- **Text for analysis**:
══════

Working as an instrument maker for the court of William IV, Landgrave of Hesse-Kassel in Kassel he played a pivotal role in developing the first astronomical charts. He invented logarithms as a working tool for himself for his astronomical calculations, but as a "craftsman/scholar" rather than a "book scholar" he failed to publish his invention for a long time.

In 1592, Rudolf II, Holy Roman Emperor in Prague received from his uncle, the Landgrave of Hesse-Kassel, a Bürgi globe and insisted that Bürgi deliver it personally. From then on Bürgi commuted between Kassel and Prague, and finally entered the service of the emperor in 1604 to work for the imperial astronomer Johannes Kepler.

==Works==
The most significant artifacts designed and built by Bürgi surviving in museums are:

- Several mechanized celestial globes, now located at the Musée des Arts et Métiers in Paris, the Swiss National Museum in Zürich, the Orangerie in Kassel (2 pcs., 1580–1595) and the Duchess Anna Amalia Library in Weimar
- Several clocks at the Orangerie in Kassel, the Mathematisch-Physikalischer Salon in Dresden and the Kunsthistorisches Museum in Vienna including one that incorporates a mechanised celestial globe made of quartz (Bergkristalluhr) and one displaying planetary motion (Planetenlaufuhr)
- Sextants made for Kepler at the National Technical Museum in Prague
- A mechanical model of the irregularities of the motion of the Moon around the Earth (Mond-Anomalien-Uhr) at the Orangerie in Kassel
- Mechanized armillary sphere in Upsala, Sweden

==Bürgi as a mathematician==

===Bürgi's work on trigonometry===

By 1586, Bürgi was able to calculate sines at arbitrary precision, using several algorithms, one of which he called Kunstweg. He supposedly used these algorithms to calculate a «Canon Sinuum», a table of sines to 8 places in steps of 2 arc seconds. Nothing more is known on this table, and some authors have speculated that its range was only over 45 degrees. Such tables were extremely important for navigation at sea. Johannes Kepler called the Canon Sinuum the most precise known table of sines. Bürgi explained his algorithms in his work Fundamentum Astronomiae which he presented to Emperor Rudolf II in 1592.

══════

- **Supplied records**:
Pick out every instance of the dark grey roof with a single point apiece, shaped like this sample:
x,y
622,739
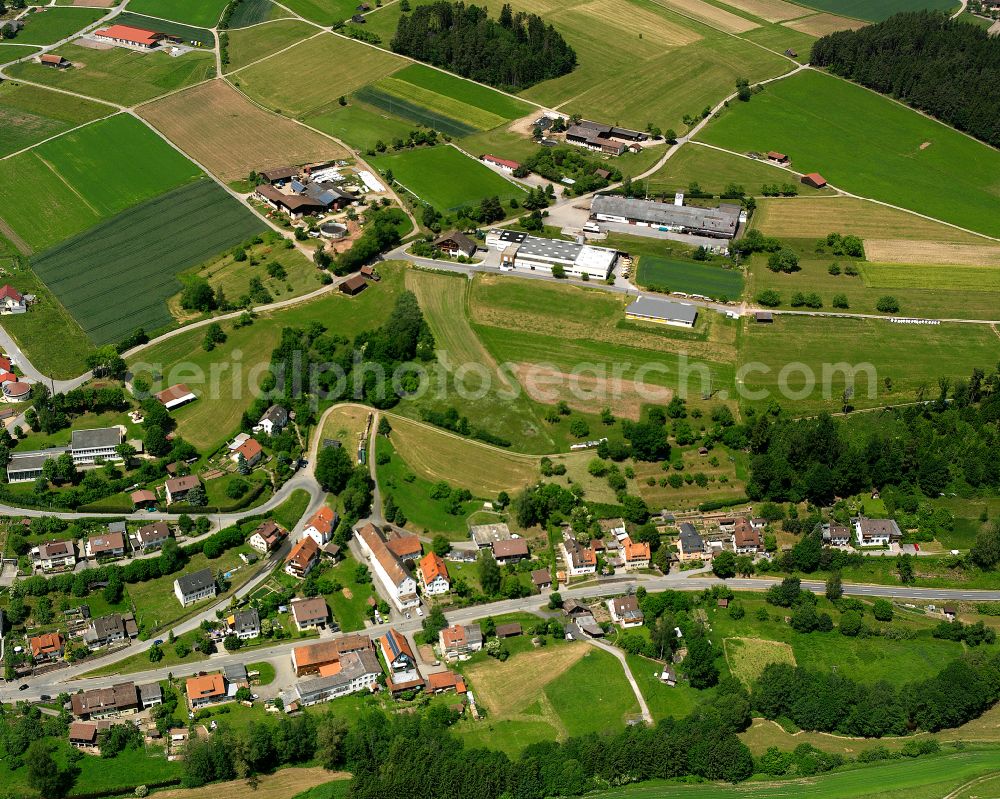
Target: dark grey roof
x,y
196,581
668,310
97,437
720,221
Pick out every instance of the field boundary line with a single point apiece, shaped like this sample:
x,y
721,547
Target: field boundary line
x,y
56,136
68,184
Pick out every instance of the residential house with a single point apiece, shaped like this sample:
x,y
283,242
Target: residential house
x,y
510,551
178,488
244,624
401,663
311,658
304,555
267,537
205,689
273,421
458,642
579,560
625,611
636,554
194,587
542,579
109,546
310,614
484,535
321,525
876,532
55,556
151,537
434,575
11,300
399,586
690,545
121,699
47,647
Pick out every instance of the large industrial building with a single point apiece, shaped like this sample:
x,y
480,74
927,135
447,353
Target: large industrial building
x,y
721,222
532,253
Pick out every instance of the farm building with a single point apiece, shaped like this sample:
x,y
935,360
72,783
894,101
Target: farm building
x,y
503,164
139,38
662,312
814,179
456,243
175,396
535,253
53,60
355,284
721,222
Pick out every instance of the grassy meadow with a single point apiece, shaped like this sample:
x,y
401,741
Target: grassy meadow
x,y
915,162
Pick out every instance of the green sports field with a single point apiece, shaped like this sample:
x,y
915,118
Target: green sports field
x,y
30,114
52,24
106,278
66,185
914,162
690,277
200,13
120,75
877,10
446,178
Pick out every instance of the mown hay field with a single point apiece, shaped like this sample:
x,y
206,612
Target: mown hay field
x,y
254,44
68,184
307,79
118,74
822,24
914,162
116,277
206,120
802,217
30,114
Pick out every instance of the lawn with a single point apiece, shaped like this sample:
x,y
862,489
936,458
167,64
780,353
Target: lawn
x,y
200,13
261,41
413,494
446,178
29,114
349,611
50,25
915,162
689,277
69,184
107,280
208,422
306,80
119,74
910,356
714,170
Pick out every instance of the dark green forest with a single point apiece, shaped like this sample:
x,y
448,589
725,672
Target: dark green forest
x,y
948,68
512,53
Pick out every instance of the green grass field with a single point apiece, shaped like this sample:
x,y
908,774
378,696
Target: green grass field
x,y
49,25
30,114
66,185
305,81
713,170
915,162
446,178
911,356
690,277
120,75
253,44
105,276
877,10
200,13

══════

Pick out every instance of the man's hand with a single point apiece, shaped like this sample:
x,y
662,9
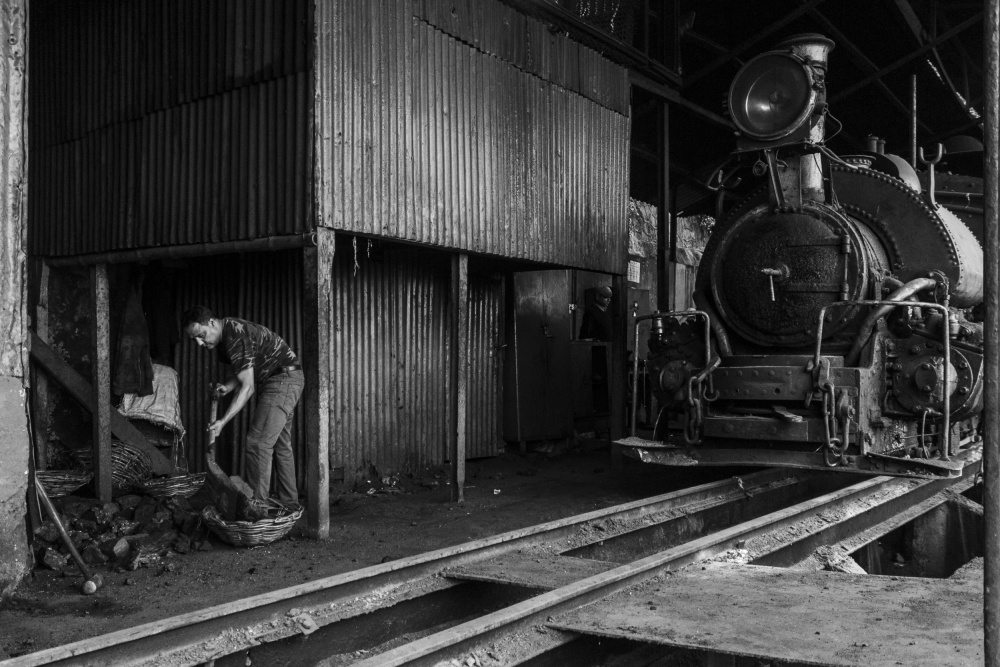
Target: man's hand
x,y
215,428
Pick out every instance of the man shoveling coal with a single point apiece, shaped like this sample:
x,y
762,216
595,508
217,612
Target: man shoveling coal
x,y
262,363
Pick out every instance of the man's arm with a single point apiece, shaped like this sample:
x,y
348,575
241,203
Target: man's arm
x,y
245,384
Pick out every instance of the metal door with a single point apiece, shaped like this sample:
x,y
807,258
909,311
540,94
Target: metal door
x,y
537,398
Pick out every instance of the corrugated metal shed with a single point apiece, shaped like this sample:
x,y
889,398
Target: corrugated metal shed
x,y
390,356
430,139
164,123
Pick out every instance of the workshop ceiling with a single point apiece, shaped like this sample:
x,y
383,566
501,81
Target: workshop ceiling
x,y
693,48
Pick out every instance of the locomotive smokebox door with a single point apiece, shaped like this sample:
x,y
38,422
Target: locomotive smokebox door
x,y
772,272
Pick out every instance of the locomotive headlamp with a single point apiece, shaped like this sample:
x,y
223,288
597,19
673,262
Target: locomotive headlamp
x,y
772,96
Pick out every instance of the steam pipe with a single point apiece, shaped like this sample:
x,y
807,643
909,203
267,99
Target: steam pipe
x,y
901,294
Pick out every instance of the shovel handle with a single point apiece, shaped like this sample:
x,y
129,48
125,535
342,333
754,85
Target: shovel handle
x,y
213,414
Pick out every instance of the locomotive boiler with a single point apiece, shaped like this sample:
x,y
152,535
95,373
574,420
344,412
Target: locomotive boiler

══════

- **Description of the task**:
Reproduce the passage of the Bürgi text from "By 1586, Bürgi" to "II in 1592.". The material plays no part in this work.

- **Reply to the task**:
By 1586, Bürgi was able to calculate sines at arbitrary precision, using several algorithms, one of which he called Kunstweg. He supposedly used these algorithms to calculate a «Canon Sinuum», a table of sines to 8 places in steps of 2 arc seconds. Nothing more is known on this table, and some authors have speculated that its range was only over 45 degrees. Such tables were extremely important for navigation at sea. Johannes Kepler called the Canon Sinuum the most precise known table of sines. Bürgi explained his algorithms in his work Fundamentum Astronomiae which he presented to Emperor Rudolf II in 1592.